| Problem description |
From the interview post below, return the passage verbatim that begins with "We start at" and ends after "with the audio.".

| Article |
INTERVIEW – The Imperial Truth
Me and my good pal John French were invited to do a double-interview on The Imperial Truth, which dealt with (among other things) what it’s like to write 40K, the brief controversies around PRAETORIAN OF DORN and THE MASTER OF MANKIND, and – of course! – Gav Thorpe.
Enjoy! Or don’t! I’m not your boss. You’re a free spirit, the architect of your own destiny. All that good stuff.
We start at about 20 mins in: CLICKY-CLICK. Please note this giant WARNING: Contains many spoilers for PoD and TMoM.
Amazingly, I didn’t swear once. Not even one time. Achievement fucking unlocked, right there.
Just clicked and started listening to the interview. Admittedly, I really wish there was a transcript so I could read along with the audio.
Either way, I am really glad you and John found the time to sit down and chat about the False Emper- I mean, uh, Master of Mankind who sits proudly upon the Golden Throne!
That’s a good point; I’ll think about collecting some of my thoughts from various forum posts and behind the scenes chats, and blog it. It’s not a transcript, but it’ll cover a fair chunk of stuff.
That would awesome ! I just realised I’m not that comfortable with spoken english
That would be most appreciated. Also, on a slightly unrelated note, I really need to pay attention and login with my pre-existing social media account when I leave a comment on your site.

| Listed records |
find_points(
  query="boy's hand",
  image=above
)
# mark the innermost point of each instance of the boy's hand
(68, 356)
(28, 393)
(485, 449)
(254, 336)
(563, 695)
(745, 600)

--

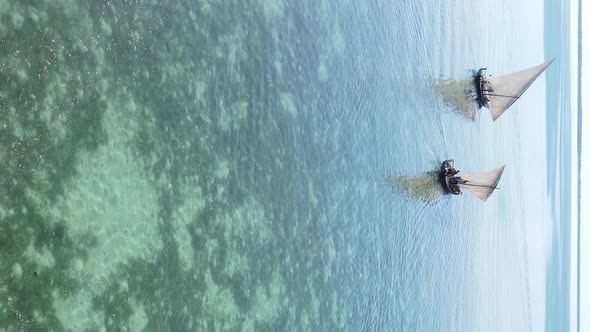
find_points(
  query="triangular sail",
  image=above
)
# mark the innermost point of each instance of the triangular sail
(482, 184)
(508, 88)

| Result |
We start at about 20 mins in: CLICKY-CLICK. Please note this giant WARNING: Contains many spoilers for PoD and TMoM.
Amazingly, I didn’t swear once. Not even one time. Achievement fucking unlocked, right there.
Just clicked and started listening to the interview. Admittedly, I really wish there was a transcript so I could read along with the audio.